> [GIVEN PASSAGE]
Riemann-Hilbert approach to Selberg integral

Question

I am interested in matrix integrals, and I have seen many mentions to a certain Riemann-Hilbert approach that indicate that this is a very powerful tool to can be used in this area, when coupled with the theory of orthogonal polynomials. I would like to understand it, but the sources I found were hard to follow.

It would be helpful if I could see it in action in a simple case, so I suggest what follows. Consider the matrix integral $$ f(a,N)=\int_{0}^\infty e^{-a\sum_{m=1}^\infty \frac{1}{m}{\rm Tr}(X^m)}|\Delta(X)|^2dX,$$ where $a>0$, $\Delta(X)$ is the Vandermonde and $X$ is diagonal of dimension $N$. I would like to know if this kind of integral is amenable to the R-H approach (with a non-polynomial potential).

The series in the exponent is only finite if $0< X< 1$, in which case it gives $-{\rm Tr}\log(1-X)$ so using that $e^{-\infty}=0$ (I am not sure how rigorous this can be made): $$f(a,N)=\int_{0}^1 \det(1-X)^a|\Delta(X)|^2dX,$$ which is a particular case of the Selberg integral and there is an explicit solution to it, which is $$\prod_{j=0}^{N-1}\frac{\Gamma(a+j+1)j!(j+1)!}{\Gamma(a+N+j+1)}.$$

My question is: how can the R-H approach be applied to the first integral in order to produce the Selberg result?

Answer 1

Let me formulate the problem in a slightly more general way: We seek to evaluate the large-$N$ limit of the matrix integral $$\int e^{-\beta\,{\rm Tr}\,V(X)}|\Delta(X)|^\beta dX\equiv e^{-\beta N^2 F},$$ integrated over $N\times N$ Hermitian matrices $X$. In the OP the index $\beta=2$ and $V(X)=(a/2)\sum_m m^{-1}X^m$, which creates convergence problems, here I assume $V(\lambda)$ is a well defined function of the eigenvalues $\lambda$ of $X$. My goal here is to reduce the calculation of the matrix integral in the large-$N$ limit to the solution of a nonlinear integral equation which can be solved by the Riemann-Hilbert technique.

> [EXERCISE TASK A] Retype the entries, starting at the line that has "Please trace the outline of every instance of the wispy" and stopping after the last line of the entries.

> [DATA PROVIDED]
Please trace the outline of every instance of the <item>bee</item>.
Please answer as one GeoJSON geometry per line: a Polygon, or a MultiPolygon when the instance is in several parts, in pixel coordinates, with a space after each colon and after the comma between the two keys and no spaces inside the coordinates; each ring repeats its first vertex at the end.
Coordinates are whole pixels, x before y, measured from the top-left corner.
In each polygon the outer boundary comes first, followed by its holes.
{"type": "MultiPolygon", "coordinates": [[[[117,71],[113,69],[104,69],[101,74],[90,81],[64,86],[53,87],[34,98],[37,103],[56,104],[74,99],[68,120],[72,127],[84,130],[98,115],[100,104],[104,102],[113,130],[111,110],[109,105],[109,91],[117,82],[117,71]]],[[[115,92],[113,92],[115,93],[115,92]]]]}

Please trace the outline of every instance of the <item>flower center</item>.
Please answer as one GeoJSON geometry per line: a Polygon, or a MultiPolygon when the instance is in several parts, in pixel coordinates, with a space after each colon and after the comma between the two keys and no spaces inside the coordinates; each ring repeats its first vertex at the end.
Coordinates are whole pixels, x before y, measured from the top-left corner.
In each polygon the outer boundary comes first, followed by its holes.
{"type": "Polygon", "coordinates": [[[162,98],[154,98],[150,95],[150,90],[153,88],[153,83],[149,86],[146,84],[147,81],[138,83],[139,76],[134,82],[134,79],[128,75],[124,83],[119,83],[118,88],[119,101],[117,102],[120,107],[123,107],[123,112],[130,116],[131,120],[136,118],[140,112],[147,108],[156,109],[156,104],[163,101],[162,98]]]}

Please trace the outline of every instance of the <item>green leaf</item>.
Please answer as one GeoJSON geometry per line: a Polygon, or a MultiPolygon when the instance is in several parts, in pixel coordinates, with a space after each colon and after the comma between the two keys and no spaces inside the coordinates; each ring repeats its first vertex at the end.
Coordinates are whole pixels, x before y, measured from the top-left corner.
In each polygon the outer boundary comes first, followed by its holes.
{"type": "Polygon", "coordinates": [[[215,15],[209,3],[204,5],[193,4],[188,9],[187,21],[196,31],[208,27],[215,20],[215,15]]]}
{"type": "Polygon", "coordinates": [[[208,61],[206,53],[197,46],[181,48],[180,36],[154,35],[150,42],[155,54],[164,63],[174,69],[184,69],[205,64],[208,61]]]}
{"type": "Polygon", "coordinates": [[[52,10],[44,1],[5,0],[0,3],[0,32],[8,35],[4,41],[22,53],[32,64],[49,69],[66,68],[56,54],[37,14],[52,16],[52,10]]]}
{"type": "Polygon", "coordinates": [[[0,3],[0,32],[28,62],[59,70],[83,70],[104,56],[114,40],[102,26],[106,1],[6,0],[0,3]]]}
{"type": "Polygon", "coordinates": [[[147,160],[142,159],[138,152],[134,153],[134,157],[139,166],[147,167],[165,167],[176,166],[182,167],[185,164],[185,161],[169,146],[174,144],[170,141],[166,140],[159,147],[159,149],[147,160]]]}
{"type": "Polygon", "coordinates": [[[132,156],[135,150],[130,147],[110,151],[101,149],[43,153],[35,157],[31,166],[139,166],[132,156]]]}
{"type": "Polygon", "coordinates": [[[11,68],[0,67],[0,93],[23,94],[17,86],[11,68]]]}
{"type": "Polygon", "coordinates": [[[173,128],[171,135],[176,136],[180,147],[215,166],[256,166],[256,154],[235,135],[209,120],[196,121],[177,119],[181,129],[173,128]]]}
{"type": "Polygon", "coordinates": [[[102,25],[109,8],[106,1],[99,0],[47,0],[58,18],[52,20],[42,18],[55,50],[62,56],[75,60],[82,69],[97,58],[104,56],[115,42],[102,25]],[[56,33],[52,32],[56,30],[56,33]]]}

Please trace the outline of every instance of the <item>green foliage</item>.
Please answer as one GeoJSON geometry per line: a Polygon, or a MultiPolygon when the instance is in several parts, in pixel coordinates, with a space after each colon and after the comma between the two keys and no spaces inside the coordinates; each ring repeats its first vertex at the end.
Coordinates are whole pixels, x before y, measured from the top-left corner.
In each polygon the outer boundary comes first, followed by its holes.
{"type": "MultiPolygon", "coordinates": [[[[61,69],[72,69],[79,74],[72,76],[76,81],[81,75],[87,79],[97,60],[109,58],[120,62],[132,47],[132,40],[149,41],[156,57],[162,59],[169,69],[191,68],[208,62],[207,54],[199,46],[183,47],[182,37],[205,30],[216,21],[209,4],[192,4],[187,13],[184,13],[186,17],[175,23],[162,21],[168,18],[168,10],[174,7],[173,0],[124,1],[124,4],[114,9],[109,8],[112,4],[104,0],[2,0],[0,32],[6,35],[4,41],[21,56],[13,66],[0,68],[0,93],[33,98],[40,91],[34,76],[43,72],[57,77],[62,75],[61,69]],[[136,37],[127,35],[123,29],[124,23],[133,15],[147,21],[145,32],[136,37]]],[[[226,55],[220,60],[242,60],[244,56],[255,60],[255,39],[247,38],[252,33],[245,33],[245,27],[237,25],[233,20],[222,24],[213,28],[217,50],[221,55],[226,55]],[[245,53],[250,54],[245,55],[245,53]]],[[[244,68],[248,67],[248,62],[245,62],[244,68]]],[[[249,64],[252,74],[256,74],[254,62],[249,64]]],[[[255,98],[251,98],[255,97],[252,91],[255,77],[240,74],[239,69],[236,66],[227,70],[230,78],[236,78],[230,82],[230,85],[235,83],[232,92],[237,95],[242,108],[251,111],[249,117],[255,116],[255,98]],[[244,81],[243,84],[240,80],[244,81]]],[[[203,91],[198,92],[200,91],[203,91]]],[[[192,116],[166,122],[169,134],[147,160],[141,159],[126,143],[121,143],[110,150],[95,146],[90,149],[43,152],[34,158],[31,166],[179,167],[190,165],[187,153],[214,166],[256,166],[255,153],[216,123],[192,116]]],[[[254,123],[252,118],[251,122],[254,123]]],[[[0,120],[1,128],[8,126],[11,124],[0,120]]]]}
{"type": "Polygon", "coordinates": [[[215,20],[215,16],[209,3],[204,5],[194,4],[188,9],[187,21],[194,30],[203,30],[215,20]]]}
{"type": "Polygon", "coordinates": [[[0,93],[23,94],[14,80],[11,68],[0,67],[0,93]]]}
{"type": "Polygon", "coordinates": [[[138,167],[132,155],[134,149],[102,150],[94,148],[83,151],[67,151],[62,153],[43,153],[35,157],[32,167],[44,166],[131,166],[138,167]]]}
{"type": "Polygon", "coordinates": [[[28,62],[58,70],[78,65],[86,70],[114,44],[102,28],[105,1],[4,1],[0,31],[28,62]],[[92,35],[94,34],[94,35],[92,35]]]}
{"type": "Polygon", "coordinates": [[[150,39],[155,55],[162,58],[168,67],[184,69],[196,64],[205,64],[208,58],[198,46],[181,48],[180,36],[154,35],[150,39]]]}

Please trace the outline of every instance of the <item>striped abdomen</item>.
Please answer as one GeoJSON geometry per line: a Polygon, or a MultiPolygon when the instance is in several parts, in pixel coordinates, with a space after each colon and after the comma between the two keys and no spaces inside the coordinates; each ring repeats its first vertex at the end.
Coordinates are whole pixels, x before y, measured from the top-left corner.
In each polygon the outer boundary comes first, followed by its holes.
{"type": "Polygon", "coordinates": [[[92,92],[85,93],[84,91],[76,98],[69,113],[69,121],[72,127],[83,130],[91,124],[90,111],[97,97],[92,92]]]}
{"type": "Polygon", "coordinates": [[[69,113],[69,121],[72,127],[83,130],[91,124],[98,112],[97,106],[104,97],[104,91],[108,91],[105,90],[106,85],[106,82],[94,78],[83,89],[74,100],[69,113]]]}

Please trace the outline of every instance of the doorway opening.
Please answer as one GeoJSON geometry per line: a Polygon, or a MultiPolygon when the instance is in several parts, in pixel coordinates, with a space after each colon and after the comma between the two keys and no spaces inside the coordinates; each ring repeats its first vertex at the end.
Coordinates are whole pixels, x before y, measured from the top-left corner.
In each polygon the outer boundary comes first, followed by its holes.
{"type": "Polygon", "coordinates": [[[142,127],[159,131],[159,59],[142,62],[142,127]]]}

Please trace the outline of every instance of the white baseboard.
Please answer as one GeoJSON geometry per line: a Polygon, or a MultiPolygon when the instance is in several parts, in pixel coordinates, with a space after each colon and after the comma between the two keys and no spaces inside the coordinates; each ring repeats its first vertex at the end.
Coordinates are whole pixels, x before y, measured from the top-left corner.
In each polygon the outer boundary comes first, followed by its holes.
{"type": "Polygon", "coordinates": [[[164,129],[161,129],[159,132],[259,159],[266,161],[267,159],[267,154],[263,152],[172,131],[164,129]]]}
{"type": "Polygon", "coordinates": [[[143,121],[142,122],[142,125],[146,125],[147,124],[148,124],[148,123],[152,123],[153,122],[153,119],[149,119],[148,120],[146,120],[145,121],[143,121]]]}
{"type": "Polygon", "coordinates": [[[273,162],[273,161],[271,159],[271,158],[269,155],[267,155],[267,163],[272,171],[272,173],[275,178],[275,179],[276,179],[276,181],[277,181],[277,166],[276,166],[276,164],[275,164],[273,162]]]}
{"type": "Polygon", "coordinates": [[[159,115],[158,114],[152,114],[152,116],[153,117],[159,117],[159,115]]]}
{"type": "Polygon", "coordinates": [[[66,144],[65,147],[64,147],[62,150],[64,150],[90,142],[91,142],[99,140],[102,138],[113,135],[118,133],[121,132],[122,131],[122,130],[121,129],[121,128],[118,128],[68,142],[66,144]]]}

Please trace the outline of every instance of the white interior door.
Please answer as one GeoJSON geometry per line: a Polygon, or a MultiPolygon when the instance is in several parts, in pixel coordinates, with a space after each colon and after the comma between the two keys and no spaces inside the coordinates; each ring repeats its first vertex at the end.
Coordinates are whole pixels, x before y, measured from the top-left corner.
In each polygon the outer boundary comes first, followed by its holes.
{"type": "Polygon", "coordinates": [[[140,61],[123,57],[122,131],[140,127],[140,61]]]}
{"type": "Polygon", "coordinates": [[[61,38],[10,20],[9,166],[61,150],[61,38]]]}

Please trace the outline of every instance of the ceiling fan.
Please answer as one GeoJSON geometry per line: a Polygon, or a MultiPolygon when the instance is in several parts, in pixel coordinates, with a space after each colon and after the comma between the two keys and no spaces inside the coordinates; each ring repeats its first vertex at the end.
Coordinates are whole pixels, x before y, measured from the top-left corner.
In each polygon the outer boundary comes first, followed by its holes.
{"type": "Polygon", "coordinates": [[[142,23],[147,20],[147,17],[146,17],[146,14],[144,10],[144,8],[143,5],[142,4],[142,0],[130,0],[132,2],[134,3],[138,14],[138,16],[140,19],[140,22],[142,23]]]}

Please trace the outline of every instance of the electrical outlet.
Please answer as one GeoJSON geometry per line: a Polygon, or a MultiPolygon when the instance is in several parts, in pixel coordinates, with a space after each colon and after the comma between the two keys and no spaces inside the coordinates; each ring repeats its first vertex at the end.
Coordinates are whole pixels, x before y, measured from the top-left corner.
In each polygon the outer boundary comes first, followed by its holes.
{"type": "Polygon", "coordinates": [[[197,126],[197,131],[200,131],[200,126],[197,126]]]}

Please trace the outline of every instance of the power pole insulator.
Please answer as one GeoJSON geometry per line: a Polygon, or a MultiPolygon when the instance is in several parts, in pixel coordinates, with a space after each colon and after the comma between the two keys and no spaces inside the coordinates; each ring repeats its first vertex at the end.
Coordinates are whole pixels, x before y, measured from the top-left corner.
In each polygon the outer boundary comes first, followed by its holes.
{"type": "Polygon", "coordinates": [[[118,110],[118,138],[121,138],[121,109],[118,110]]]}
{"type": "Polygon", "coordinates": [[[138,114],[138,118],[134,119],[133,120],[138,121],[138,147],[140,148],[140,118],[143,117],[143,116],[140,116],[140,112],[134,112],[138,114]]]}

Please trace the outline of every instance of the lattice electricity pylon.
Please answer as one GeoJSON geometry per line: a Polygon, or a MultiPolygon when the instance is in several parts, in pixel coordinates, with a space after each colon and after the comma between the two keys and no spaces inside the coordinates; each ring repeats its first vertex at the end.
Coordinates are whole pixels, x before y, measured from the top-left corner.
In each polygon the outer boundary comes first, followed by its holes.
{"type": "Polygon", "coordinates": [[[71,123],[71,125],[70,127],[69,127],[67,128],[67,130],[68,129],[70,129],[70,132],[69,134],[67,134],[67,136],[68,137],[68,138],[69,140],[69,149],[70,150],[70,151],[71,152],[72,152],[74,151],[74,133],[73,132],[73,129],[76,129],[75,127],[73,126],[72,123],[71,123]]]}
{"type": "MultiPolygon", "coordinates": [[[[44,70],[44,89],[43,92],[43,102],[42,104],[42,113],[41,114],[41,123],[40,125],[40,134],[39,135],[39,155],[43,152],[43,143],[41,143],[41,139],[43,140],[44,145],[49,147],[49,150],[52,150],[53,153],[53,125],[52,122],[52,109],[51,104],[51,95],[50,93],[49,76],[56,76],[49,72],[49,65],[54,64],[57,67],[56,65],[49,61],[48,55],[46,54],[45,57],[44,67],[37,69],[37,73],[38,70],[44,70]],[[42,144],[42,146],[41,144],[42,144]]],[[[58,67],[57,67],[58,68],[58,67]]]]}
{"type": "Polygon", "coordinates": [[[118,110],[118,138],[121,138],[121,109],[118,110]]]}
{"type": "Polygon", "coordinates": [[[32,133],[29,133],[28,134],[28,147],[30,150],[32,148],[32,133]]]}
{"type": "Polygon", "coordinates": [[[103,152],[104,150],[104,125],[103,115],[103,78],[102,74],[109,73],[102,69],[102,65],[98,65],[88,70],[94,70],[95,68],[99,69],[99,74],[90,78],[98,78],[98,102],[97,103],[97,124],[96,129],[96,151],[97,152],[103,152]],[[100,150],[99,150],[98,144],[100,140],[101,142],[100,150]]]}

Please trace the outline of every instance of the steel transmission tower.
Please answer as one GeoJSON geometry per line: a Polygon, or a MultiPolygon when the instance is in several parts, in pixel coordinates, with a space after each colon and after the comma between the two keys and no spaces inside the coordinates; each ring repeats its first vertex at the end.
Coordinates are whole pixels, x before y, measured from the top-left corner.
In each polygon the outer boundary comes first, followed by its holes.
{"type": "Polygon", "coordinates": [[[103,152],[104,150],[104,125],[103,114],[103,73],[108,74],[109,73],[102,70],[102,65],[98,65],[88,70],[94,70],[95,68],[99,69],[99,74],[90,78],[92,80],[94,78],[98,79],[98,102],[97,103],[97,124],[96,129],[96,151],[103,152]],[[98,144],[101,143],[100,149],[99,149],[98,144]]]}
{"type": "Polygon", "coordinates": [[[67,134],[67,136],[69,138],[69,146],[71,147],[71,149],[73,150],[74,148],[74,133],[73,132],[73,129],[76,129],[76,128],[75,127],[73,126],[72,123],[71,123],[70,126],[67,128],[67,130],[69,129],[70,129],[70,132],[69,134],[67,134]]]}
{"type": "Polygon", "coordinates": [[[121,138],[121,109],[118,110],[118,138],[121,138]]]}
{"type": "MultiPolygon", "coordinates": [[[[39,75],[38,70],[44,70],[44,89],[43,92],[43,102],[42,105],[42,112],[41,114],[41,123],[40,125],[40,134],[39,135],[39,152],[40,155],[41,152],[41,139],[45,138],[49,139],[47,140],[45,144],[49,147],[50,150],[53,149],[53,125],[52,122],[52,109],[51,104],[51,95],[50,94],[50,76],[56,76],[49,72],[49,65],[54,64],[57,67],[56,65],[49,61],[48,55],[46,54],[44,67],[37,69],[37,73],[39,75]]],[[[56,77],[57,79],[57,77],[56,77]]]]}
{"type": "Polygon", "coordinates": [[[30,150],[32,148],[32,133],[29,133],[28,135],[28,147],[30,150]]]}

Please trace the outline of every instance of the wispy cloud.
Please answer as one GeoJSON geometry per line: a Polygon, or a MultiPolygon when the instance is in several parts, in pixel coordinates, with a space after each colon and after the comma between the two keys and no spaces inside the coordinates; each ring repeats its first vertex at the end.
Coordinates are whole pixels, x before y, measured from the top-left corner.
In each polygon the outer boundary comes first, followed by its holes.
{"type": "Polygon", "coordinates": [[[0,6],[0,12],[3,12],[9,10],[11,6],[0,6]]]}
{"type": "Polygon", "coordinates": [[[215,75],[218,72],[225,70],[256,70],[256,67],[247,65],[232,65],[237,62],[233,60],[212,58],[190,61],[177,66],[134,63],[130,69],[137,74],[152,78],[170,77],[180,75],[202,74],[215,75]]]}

> [EXERCISE TASK B] Please echo the Riemann-Hilbert text word for word, beginning at the words "Riemann-Hilbert approach to" and stopping after "a non-polynomial potential).".

> [FINISHED ANSWER A]
Please trace the outline of every instance of the wispy cloud.
Please answer as one GeoJSON geometry per line: a Polygon, or a MultiPolygon when the instance is in several parts, in pixel coordinates, with a space after each colon and after the comma between the two keys and no spaces inside the coordinates; each ring repeats its first vertex at the end.
Coordinates are whole pixels, x before y, measured from the top-left corner.
In each polygon the outer boundary comes first, followed by its holes.
{"type": "Polygon", "coordinates": [[[0,6],[0,12],[3,12],[9,10],[11,6],[0,6]]]}
{"type": "Polygon", "coordinates": [[[215,75],[218,72],[225,70],[256,70],[256,67],[247,65],[232,65],[237,62],[233,60],[212,58],[190,61],[177,66],[134,63],[130,69],[137,74],[152,78],[170,77],[180,75],[202,74],[215,75]]]}

> [FINISHED ANSWER B]
Riemann-Hilbert approach to Selberg integral

Question

I am interested in matrix integrals, and I have seen many mentions to a certain Riemann-Hilbert approach that indicate that this is a very powerful tool to can be used in this area, when coupled with the theory of orthogonal polynomials. I would like to understand it, but the sources I found were hard to follow.

It would be helpful if I could see it in action in a simple case, so I suggest what follows. Consider the matrix integral $$ f(a,N)=\int_{0}^\infty e^{-a\sum_{m=1}^\infty \frac{1}{m}{\rm Tr}(X^m)}|\Delta(X)|^2dX,$$ where $a>0$, $\Delta(X)$ is the Vandermonde and $X$ is diagonal of dimension $N$. I would like to know if this kind of integral is amenable to the R-H approach (with a non-polynomial potential).